>> begin Data lines

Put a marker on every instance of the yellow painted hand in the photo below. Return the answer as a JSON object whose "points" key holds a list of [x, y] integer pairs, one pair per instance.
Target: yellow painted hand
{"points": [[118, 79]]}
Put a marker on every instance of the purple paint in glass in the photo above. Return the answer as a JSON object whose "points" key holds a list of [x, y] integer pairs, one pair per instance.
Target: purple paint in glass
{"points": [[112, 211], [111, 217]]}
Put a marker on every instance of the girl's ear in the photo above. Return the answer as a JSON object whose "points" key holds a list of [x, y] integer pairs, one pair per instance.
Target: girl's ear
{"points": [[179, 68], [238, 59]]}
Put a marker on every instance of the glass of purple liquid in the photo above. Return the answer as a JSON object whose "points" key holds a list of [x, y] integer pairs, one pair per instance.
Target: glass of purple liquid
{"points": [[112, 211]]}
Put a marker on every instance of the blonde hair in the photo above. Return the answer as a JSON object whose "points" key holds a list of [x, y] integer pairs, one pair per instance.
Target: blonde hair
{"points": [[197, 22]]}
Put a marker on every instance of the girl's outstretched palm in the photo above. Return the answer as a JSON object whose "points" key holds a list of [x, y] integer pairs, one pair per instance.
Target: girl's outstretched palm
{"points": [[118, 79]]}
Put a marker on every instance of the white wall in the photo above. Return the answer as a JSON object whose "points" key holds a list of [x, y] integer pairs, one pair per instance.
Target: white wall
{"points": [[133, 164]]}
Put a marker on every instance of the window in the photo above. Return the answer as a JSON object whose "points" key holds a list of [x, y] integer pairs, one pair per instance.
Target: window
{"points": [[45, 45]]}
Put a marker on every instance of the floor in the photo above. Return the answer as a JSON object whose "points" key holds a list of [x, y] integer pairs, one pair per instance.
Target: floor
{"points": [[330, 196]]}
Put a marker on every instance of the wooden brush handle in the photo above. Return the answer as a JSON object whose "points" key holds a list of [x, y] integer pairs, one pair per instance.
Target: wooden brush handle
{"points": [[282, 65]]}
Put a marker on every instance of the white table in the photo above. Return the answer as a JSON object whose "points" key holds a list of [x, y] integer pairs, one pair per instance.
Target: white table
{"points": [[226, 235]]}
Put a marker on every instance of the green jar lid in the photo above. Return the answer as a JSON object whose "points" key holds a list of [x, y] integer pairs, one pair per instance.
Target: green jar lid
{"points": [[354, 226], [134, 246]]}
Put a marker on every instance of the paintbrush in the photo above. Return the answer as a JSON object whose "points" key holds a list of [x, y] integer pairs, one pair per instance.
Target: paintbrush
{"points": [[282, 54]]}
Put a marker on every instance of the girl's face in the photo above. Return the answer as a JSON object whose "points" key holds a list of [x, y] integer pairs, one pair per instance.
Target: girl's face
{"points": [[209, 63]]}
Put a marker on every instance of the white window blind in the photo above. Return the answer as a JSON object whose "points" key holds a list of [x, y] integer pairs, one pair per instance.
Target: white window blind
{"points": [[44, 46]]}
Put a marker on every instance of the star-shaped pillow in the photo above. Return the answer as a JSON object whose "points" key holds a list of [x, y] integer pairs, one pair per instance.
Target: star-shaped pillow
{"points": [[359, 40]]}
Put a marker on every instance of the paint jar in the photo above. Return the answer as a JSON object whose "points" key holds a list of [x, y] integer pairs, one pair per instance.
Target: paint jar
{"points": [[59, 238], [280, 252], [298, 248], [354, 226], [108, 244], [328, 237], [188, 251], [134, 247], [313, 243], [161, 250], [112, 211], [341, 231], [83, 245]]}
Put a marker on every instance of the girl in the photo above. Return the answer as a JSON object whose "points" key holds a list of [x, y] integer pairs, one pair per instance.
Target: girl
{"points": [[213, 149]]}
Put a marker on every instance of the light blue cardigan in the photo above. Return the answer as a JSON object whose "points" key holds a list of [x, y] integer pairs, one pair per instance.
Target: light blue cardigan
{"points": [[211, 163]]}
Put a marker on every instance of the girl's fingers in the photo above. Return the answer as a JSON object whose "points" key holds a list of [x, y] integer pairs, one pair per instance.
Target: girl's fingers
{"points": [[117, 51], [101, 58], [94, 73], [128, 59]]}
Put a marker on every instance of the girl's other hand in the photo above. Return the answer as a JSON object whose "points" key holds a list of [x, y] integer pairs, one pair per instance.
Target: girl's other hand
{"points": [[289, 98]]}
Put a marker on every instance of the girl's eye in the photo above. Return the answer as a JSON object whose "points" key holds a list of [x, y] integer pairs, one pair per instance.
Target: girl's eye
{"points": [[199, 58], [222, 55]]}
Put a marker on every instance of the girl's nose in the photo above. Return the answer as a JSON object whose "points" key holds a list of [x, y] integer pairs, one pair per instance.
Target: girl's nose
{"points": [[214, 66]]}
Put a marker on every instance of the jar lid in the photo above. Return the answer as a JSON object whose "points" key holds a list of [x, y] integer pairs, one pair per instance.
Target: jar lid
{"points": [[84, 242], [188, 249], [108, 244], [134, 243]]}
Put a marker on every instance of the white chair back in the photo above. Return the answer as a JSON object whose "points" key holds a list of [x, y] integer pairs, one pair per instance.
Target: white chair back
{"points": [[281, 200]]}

>> end Data lines

**Job**
Copy out every one of the records above, swapping "marker" for "dot" each time it occurs and leaving all other text unchanged.

**Solution**
Put a dot on every instance of the yellow painted hand in the photo below. Return the answer as a JSON object whose "points" key holds a list of [x, y] integer pairs, one pair per instance.
Target: yellow painted hand
{"points": [[118, 79]]}
Put a dot on every instance of the purple paint in glass in the photo above. Return the answer as a JSON object whose "points" key holds a list of [x, y] integer pairs, one pair per instance.
Target: purple paint in glass
{"points": [[112, 211], [111, 217]]}
Put a dot on every instance of the girl's ear in the photo above. Return the answer as a JSON object whose "points" key holds a list of [x, y] integer pairs, one pair per instance.
Target: girl's ear
{"points": [[179, 68], [238, 59]]}
Put a dot on every instance of the glass of purple liquid in the photo above. Return the answer as a JSON object whose "points" key holds a list of [x, y] integer pairs, one pair per instance.
Target: glass of purple liquid
{"points": [[112, 211]]}
Put a dot on every instance of the blonde hair in the photo above. Return the answer as a JSON object whose "points" key holds a list of [x, y] integer pairs, one pair per instance.
Target: blonde hair
{"points": [[197, 22]]}
Put a dot on every instance of the girl's outstretched palm in the photo above. Return the answer as a JSON object whose "points" key holds a list of [x, y] integer pairs, one pair per instance.
Target: girl's outstretched palm
{"points": [[118, 79]]}
Put a dot on every instance of the white wall in the photo above. Return the answer as a JSON object whose "points" key holds a list of [x, y] integer pairs, one pair per instance.
Target: white wall
{"points": [[133, 164]]}
Put a dot on every instance of the window in the photo above. Return the answer as a JSON object whose "points" key holds a list of [x, y] integer pairs, one pair per instance.
Target: window
{"points": [[45, 45]]}
Put a dot on every instance of the floor in the photo above. Return the answer as a JSON object whose "points" key holds a list of [x, y] integer pairs, one pair per instance.
Target: floor
{"points": [[330, 196]]}
Put a dot on every instance of the wooden brush handle in the photo above. Return the answer as a JSON object whose "points" key holds a list of [x, y] integer pairs, one pair per instance.
Target: wooden brush handle
{"points": [[282, 65]]}
Put a dot on every instance of the white table in the photo above. Return the answer as a JSON object whose "points" key holds a list of [x, y] integer pairs, one pair per instance.
Target: white table
{"points": [[226, 235]]}
Put a dot on every instance of the green jar lid in the photo above. Return the answer as a JSON object whose "points" key holds a list of [x, y] integer pairs, one pair per instance.
Target: green jar lid
{"points": [[354, 226], [134, 246]]}
Put a dot on every instance of the paintbrush in the photo above. Return the answer as a JSON object whose "points" key holds a list of [x, y] integer pairs, one pair per instance.
Target: paintbrush
{"points": [[282, 54]]}
Put a dot on every instance of the girl's face in the photo above. Return the answer as a JSON object whose "points" key holds a list of [x, y] integer pairs, one pair per instance.
Target: girl's face
{"points": [[209, 63]]}
Put a dot on every instance of the white window blind in the photo above. Return the answer as a JSON object whose "points" key holds a list of [x, y] integer pairs, one pair per instance.
Target: white window blind
{"points": [[44, 46]]}
Put a dot on every instance of the star-shaped pillow in the photo above. Return the answer as a JSON object whose "points" key holds a list of [x, y] integer pairs, one pair per instance.
Target: star-shaped pillow
{"points": [[359, 40]]}
Put a dot on every instance of the paint jar in the photo above. Return the answer as a JSON object whose "points" key holds a list of [x, y] integer pairs, one pair per instance.
Target: paint jar
{"points": [[59, 238], [280, 252], [298, 248], [354, 226], [108, 244], [328, 237], [188, 251], [134, 247], [313, 243], [161, 250], [112, 211], [341, 231], [83, 245]]}
Put a dot on every instance of the girl in the photo above. Return the answer as a JSON object whose "points" key holds a list of [x, y] integer pairs, one pair per instance.
Target: girl
{"points": [[213, 149]]}
Put a dot on every instance of the light blue cardigan in the photo above. Return the answer as a JSON object whose "points" key holds a list of [x, y] integer pairs, one pair per instance.
Target: light blue cardigan
{"points": [[211, 163]]}
Put a dot on every instance of the girl's fingers in the photo above. Return the answer as a JSON object whose "points" key holds a list of [x, y] integer pairs, one pair per instance.
Target: girl's fingers
{"points": [[117, 51], [101, 58], [94, 73], [128, 59]]}
Put a dot on every instance of the girl's other hand in the photo above. Return the answer as a JSON object whose "points" key holds a list of [x, y] integer pairs, one pair per instance.
Target: girl's other hand
{"points": [[289, 98]]}
Put a dot on every instance of the girl's eye in the photo above. Return the answer as a JSON object whose "points" key holds a list of [x, y] integer pairs, one pair per instance.
Target: girl's eye
{"points": [[199, 58], [222, 55]]}
Put a dot on every instance of the girl's nose in the photo above. Return the answer as a JSON object whose "points" key holds a list of [x, y] integer pairs, one pair per instance.
Target: girl's nose
{"points": [[214, 66]]}
Put a dot on every instance of the jar lid in the photo above. Return the answer as a JSON object whose "points" key holds a list of [x, y] integer pairs, one pair per instance.
Target: jar lid
{"points": [[84, 242], [188, 249], [108, 244], [134, 243]]}
Put a dot on every instance of the white chair back in the photo above. Return the answer as a JSON object whose "points" key holds a list of [x, y] integer pairs, one pair per instance.
Target: white chair back
{"points": [[281, 200]]}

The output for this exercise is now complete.